• _TASK TO CARRY OUT_
Gather every line of the items below that contains the word "door", and reproduce each such line in full.

• _TASK INPUTS_

....

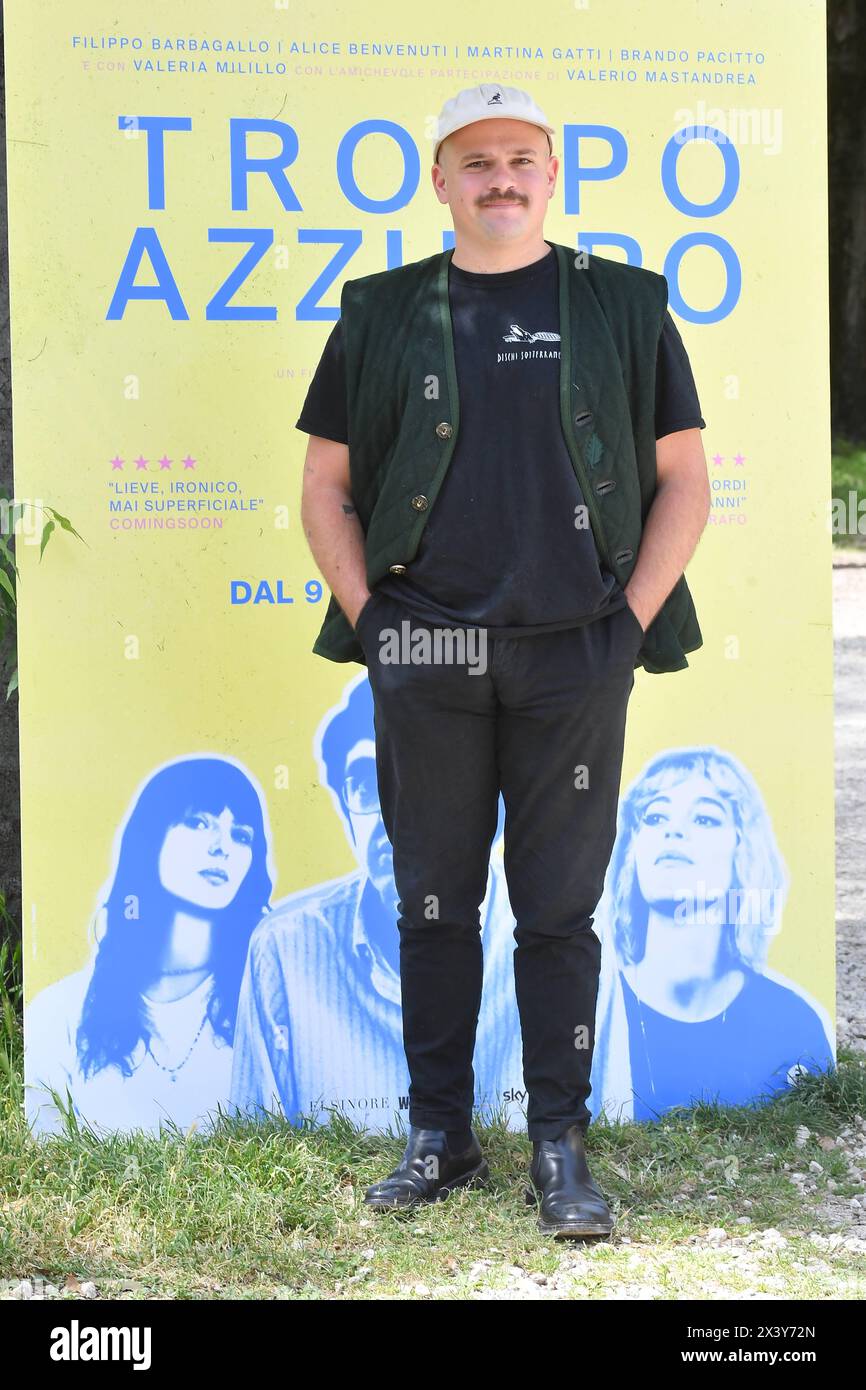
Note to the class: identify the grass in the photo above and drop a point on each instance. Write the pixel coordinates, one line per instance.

....

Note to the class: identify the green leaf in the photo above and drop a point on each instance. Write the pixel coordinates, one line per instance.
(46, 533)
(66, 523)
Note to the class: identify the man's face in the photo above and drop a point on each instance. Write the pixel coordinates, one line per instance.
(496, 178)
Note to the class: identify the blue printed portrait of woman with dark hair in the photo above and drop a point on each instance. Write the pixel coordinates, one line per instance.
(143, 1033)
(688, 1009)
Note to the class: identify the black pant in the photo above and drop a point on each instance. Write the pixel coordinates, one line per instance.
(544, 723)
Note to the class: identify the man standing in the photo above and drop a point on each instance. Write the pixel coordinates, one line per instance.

....

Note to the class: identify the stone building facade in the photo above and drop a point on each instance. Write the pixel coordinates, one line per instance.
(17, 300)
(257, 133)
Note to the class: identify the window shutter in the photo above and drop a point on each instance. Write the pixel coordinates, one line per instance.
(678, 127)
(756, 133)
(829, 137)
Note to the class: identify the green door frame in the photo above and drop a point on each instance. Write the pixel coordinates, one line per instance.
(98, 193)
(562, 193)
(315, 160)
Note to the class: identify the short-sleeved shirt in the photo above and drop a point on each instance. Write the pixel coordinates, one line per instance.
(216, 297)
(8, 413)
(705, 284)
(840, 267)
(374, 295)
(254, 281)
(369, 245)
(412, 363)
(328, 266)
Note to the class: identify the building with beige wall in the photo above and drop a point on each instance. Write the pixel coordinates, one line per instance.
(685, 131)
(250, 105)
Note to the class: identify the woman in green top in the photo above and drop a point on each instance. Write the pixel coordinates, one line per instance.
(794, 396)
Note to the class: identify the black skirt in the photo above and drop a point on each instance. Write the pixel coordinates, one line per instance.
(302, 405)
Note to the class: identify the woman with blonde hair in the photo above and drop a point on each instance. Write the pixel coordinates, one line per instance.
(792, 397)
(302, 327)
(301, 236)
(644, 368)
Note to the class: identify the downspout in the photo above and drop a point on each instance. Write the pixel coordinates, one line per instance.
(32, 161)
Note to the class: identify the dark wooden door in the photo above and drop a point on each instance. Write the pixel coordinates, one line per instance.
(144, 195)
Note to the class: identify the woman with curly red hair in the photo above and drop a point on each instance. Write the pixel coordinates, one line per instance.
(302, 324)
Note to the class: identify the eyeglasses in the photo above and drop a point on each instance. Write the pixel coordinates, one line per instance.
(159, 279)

....

• _CORRECT ANSWER_
Note to the class: identify the green door frame in the photo above and drop a point on each instance. Write the pixel coordinates, one line per instance.
Note to the class: identify the dark wooden door in the photo above and drop a point on each instance. Write the pixel coordinates, one line per instance.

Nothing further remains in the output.